**GIVEN REQUEST:**
Quote, verbatim, all material below, without pictures.

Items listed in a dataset
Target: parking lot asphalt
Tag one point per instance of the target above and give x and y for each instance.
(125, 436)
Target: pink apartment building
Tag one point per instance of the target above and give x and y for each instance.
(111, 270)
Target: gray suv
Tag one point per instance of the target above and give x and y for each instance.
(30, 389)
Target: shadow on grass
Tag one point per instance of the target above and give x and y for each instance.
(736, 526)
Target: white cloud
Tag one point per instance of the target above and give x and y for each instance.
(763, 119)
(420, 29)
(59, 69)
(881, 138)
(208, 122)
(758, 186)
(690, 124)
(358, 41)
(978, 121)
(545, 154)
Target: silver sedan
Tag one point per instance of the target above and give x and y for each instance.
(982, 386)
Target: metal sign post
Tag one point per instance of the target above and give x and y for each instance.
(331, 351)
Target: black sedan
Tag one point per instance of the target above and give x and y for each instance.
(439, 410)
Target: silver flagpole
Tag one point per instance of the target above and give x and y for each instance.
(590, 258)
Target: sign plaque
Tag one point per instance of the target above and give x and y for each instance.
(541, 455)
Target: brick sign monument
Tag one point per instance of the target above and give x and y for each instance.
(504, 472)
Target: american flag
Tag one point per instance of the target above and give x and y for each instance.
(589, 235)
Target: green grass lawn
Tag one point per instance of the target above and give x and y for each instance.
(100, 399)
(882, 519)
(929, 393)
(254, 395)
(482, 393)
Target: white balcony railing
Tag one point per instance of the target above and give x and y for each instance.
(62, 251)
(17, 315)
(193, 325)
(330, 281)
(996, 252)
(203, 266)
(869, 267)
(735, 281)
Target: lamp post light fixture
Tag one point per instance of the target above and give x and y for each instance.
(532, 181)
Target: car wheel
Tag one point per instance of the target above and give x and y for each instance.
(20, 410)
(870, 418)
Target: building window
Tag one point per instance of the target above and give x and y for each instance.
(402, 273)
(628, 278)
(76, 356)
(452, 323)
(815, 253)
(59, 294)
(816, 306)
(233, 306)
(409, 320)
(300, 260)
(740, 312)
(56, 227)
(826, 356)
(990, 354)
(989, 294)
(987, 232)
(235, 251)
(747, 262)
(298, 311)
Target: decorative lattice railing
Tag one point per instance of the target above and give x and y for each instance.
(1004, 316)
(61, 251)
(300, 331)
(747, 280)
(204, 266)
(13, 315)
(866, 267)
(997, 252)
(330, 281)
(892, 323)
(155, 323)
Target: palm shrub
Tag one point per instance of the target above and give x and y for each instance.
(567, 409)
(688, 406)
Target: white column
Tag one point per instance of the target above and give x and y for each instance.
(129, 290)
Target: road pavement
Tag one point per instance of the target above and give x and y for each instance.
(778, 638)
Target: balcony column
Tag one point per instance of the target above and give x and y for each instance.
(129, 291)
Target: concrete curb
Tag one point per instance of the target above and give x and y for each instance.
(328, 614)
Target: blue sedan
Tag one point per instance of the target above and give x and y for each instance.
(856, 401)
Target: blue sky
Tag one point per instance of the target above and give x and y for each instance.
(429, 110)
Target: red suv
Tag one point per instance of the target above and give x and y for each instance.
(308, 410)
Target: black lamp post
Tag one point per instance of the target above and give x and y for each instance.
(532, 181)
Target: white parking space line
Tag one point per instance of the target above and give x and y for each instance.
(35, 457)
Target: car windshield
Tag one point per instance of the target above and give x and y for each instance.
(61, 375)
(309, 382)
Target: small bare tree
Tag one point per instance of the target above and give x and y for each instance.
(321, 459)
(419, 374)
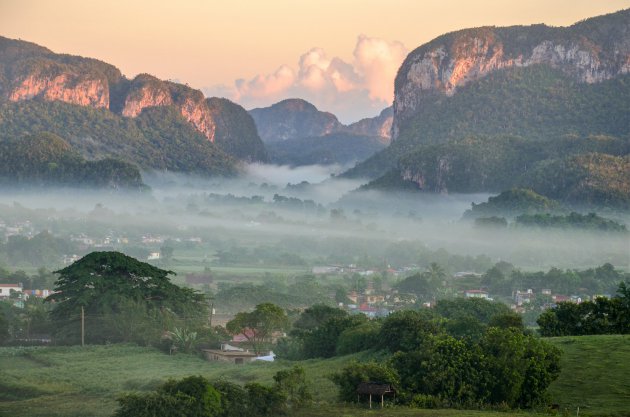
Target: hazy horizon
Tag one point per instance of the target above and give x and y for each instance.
(259, 53)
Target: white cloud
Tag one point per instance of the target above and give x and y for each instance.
(351, 90)
(378, 60)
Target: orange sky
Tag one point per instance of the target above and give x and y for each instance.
(214, 42)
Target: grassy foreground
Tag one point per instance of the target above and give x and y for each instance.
(74, 381)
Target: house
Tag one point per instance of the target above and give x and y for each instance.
(38, 293)
(5, 289)
(557, 298)
(374, 388)
(524, 297)
(229, 354)
(466, 274)
(476, 294)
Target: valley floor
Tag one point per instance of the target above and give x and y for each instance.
(75, 381)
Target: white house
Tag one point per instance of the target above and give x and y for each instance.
(5, 289)
(476, 294)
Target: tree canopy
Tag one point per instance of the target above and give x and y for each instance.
(109, 285)
(257, 326)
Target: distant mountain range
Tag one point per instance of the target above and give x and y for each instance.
(297, 133)
(488, 109)
(99, 113)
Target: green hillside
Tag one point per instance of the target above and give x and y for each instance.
(46, 159)
(159, 138)
(71, 381)
(595, 375)
(236, 132)
(537, 104)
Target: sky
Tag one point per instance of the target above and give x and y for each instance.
(342, 55)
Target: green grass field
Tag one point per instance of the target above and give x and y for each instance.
(74, 381)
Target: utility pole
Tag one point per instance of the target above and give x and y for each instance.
(82, 327)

**FULL RESPONSE:**
Target: parking lot asphalt
Tag one point per instance of the target above and give x and y for each instance.
(125, 436)
Target: pink apartment building
Tag one point per instance of the target above and give x and y for each instance.
(111, 270)
Target: gray suv
Tag one point per instance of the target above and give x and y for each instance.
(30, 389)
Target: shadow on grass
Tag one point per instance of the target above and give x and y for each instance.
(736, 526)
Target: white cloud
Tag one point per instance of the target above and give x and y for each instance.
(763, 119)
(420, 29)
(59, 69)
(881, 138)
(208, 122)
(758, 186)
(690, 124)
(358, 41)
(978, 121)
(545, 154)
Target: silver sedan
Tag one point per instance of the target above and give x and y for each instance.
(982, 386)
Target: metal sign post
Tag one point per instance of the target above and give x and y for each instance.
(331, 351)
Target: black sedan
Tag one point per instance of the target above and give x and y for each instance.
(439, 410)
Target: silver flagpole
Tag one point per instance of the target above and give x and y for each instance.
(590, 258)
Target: sign plaque
Tag one point per instance of the target above and give x and y for each instance.
(541, 455)
Target: brick sign monument
Tag one point per instance of the target above and give x and y for each instance.
(504, 472)
Target: american flag
Tag one point per instance of the target above and give x and y for each instance.
(589, 235)
Target: green grass lawn
Tag one point per instance of the target above and give x and y for each instance.
(100, 399)
(882, 519)
(929, 393)
(254, 395)
(482, 393)
Target: white balcony railing
Tag one point per instance of the target above and give x and y for each instance.
(62, 251)
(17, 315)
(193, 325)
(330, 281)
(996, 252)
(203, 266)
(869, 267)
(735, 281)
Target: lamp post light fixture
Tag one point per instance of the target above and give x and y for each instance.
(532, 181)
Target: car wheel
Tag one point per instance of the target above and give x and y for each instance.
(20, 410)
(870, 418)
Target: building window
Tag one point per instance of the target above and give x and y for each instance.
(402, 273)
(628, 278)
(76, 356)
(452, 323)
(815, 253)
(59, 294)
(816, 306)
(233, 306)
(409, 320)
(300, 260)
(740, 312)
(56, 227)
(826, 356)
(990, 354)
(989, 294)
(987, 232)
(235, 251)
(747, 262)
(298, 311)
Target: decorative lattice railing
Tag one point per instance of the target above and give x and y for each instance.
(1004, 316)
(61, 251)
(300, 331)
(747, 280)
(204, 266)
(13, 315)
(866, 267)
(997, 252)
(330, 281)
(892, 323)
(155, 323)
Target: palm shrub
Tag one point per instance of the target above and give x and y for each instance.
(567, 409)
(688, 406)
Target: white column
Tag one point per instance of the target above and give x and y for each instance.
(129, 290)
Target: road pavement
Tag one point per instance of the target above and give x and y for each instance.
(778, 638)
Target: balcony column
Tag one point per instance of the target above and give x and y for each instance.
(129, 291)
Target: concrete curb
Tag one point per instance of the target above and give x and y for each instance.
(328, 614)
Target: blue sedan
Tag one point per instance of the target above and give x and y for each instance.
(856, 401)
Target: blue sky
Tag one point per instance of the target above and give x and y for each instance.
(429, 110)
Target: red suv
Tag one point per instance of the target above and give x and y for each instance.
(308, 410)
Target: black lamp post
Tag one point per instance of the target above and give x and y for each instance.
(532, 181)
Target: white parking space line
Tag one point per instance of the target above and give x and y for each instance.
(35, 457)
Target: car windshield
Tag one point per instance of the target above and give x and y for each instance.
(61, 375)
(309, 382)
Target: small bare tree
Tag one point per instance of the target above and give x and y for each instance.
(321, 459)
(419, 374)
Target: hazy horizon
Tag one point per instance of the target above and give x and y for each instance.
(259, 53)
Target: white cloud
Tag one point per instance of the target above and give x and y for each instance.
(351, 90)
(378, 60)
Target: orange sky
Tag one point per instance of the target above and give x and y for each instance.
(214, 42)
Target: grassy foreground
Tag one point per instance of the target above and give x and y for each instance.
(74, 381)
Target: house
Tag one point per instance of the target above and give x and y for each instance.
(38, 293)
(5, 289)
(557, 298)
(374, 388)
(524, 297)
(229, 354)
(466, 274)
(476, 294)
Target: valley floor
Tag one point per instance of the target above and give x and y for each instance.
(75, 381)
Target: white house
Tag one point per instance of the target above and give x and y for each instance.
(5, 289)
(476, 294)
Target: tree canopy
Tag one point per instance of the target above and give x and y for each instance.
(109, 285)
(257, 326)
Target: distant mountain range
Tag one point per instance of the target above and give x and y for each instance.
(297, 133)
(488, 109)
(99, 113)
Target: green hillside
Tag one point per instance of the target above and give x and y for each instance.
(46, 159)
(159, 138)
(71, 381)
(595, 375)
(236, 132)
(537, 104)
Target: sky
Tag one point per instance of the target above and give x and y for each instance.
(342, 55)
Target: green grass field
Tag one point per instance of the target above and give x and y for each instance.
(74, 381)
Target: utility pole
Tag one point per instance of the target above and give x and y for each instance.
(82, 327)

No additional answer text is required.